* [What you should do]: Go through the listing below and return every line exactly.
"""
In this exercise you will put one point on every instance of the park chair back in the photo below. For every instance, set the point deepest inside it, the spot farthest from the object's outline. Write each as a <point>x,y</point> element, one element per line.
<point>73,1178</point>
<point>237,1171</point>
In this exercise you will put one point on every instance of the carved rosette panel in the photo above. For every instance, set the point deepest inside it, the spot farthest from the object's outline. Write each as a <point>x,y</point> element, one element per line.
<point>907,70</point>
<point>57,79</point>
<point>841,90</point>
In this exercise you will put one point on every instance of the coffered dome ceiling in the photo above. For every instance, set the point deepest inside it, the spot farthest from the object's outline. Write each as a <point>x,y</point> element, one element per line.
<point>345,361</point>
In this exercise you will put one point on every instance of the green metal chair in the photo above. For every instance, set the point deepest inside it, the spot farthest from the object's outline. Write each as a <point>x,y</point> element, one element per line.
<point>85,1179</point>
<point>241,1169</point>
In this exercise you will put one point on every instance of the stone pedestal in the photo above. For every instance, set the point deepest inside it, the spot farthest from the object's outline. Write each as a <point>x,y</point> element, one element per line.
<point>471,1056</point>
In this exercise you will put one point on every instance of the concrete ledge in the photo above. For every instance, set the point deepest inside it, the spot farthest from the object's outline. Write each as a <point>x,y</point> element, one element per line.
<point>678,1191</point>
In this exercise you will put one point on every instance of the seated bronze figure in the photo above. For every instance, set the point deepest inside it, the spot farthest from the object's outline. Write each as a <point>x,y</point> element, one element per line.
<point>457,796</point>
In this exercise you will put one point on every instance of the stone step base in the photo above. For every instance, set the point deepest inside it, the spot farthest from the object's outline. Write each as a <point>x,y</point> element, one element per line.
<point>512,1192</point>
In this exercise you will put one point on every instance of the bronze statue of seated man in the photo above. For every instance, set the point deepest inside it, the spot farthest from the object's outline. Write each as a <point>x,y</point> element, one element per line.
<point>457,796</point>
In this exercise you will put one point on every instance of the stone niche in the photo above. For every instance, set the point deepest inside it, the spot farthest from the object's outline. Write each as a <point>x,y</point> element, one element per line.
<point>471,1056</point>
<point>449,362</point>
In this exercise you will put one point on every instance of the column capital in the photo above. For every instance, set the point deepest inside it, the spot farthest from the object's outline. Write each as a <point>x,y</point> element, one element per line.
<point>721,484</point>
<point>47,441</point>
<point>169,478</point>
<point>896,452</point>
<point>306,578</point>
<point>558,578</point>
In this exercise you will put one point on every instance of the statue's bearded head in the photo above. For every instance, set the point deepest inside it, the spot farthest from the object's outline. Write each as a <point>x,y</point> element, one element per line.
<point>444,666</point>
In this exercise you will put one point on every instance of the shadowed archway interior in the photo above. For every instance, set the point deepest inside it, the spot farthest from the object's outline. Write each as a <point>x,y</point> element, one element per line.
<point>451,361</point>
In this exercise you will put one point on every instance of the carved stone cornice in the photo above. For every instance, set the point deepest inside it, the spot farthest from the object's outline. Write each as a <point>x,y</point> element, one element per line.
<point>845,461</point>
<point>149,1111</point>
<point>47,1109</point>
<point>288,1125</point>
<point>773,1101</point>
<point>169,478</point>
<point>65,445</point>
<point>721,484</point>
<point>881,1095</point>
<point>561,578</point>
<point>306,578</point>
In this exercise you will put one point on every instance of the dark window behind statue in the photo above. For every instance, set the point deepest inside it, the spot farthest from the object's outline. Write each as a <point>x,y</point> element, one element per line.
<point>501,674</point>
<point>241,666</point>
"""
* [Answer to this exercise]:
In this exercise you will put one point on every instance of the park chair back in the photo below. For every instance, set the point deepest inside it, the spot farthest from the object's outline. Write each as a <point>x,y</point> element, one element per line.
<point>73,1178</point>
<point>237,1171</point>
In this exercise you will put one point on every instance of the carved rosette panel in the photo above. For every instance, set the point deepest inside it, the spot farthest from the object's outline. Write each as a <point>x,y</point> element, one element per line.
<point>907,70</point>
<point>57,79</point>
<point>841,90</point>
In this exercise you will put one point on every instance of the coffered dome ceiling in the photo above. For every instance, set the point deepest inside it, the spot farthest from the object's outline. Write each as a <point>x,y</point> element, one element per line.
<point>345,361</point>
In this exercise you will put one point on every instance of the green metal chair in the photo above. For every instance, set the point deepest inside it, the spot farthest from the object's outline. Write each as a <point>x,y</point> element, one element per line.
<point>85,1179</point>
<point>241,1169</point>
In this exercise you will put one point on every instance of the stone pedestal in the photo above. For every instance, set the point deepest inside it, the spot farthest from the object's outline. Write each as a <point>x,y</point> element, one element per line.
<point>471,1056</point>
In this exercise you will put one point on every instance of the concrete ledge in the photo above. For every instance, set the point deepest inside it, the spot farthest from the object's outline. Write each as a <point>x,y</point> element, one element per line.
<point>678,1191</point>
In this exercise you will put one point on every instance of the seated bronze figure in the photo above. For every instance, set the point deepest inside it, the spot farthest from the object's outline. Write each as a <point>x,y</point> element, one element per line.
<point>457,796</point>
In this exercise you will put one point on every instance of the stone step base in the photo above. For every instance, set the point deepest inside it, the spot farthest from the object's outline. Write each as a <point>x,y</point> element, one element per line.
<point>512,1192</point>
In this exercise you will put one point on every instance of the bronze statue of seated man in the photo above. For every instance, set the point deepest inside it, the spot farthest from the object's outline. Write each as a <point>x,y</point> element, one element per line.
<point>457,796</point>
In this exercise you will put one point on every instance of the stone niche in the photo above. For every instance, set the point deepest inside it, the spot farthest from the object's outline. Write each as a <point>x,y</point> element, one element per line.
<point>471,1056</point>
<point>449,362</point>
In this exercise you will put one point on every instance of the column capital in the photo above. For every instance, set the point deepest inside it, the spot farthest from the object's outline. Write each as a <point>x,y</point> element, one element per line.
<point>721,484</point>
<point>47,441</point>
<point>169,478</point>
<point>896,452</point>
<point>306,578</point>
<point>558,578</point>
In this exercise you will put one point on every instance of the statue's bearded head in the photo above. For every instance, set the point deepest inside it, the spot farthest from the object's outline. Write each as a <point>x,y</point> element, one element per line.
<point>444,666</point>
In this exercise you will put one point on every instance of the shadowed archway interior in the photo above. For every instance, set the point deepest inside it, the spot farthest from the object's outline. Write each as a <point>x,y</point> element, one element per line.
<point>451,361</point>
In this exercise you will put one point on every instance of the carved stone cornice in the photo above. For every instance, set the point deepest inside it, the spot farthest from the object's outline. Write each as a <point>x,y</point> element, one element per line.
<point>845,461</point>
<point>149,1111</point>
<point>47,1109</point>
<point>288,1125</point>
<point>773,1101</point>
<point>169,478</point>
<point>65,445</point>
<point>721,484</point>
<point>881,1095</point>
<point>561,578</point>
<point>306,578</point>
In this exercise you will put one point on every instance of the dark window behind statue in the photo above. For every instance, set the point deepest inside it, the spot farthest from the object's outline. Write each as a <point>x,y</point> element, one element per line.
<point>501,674</point>
<point>241,666</point>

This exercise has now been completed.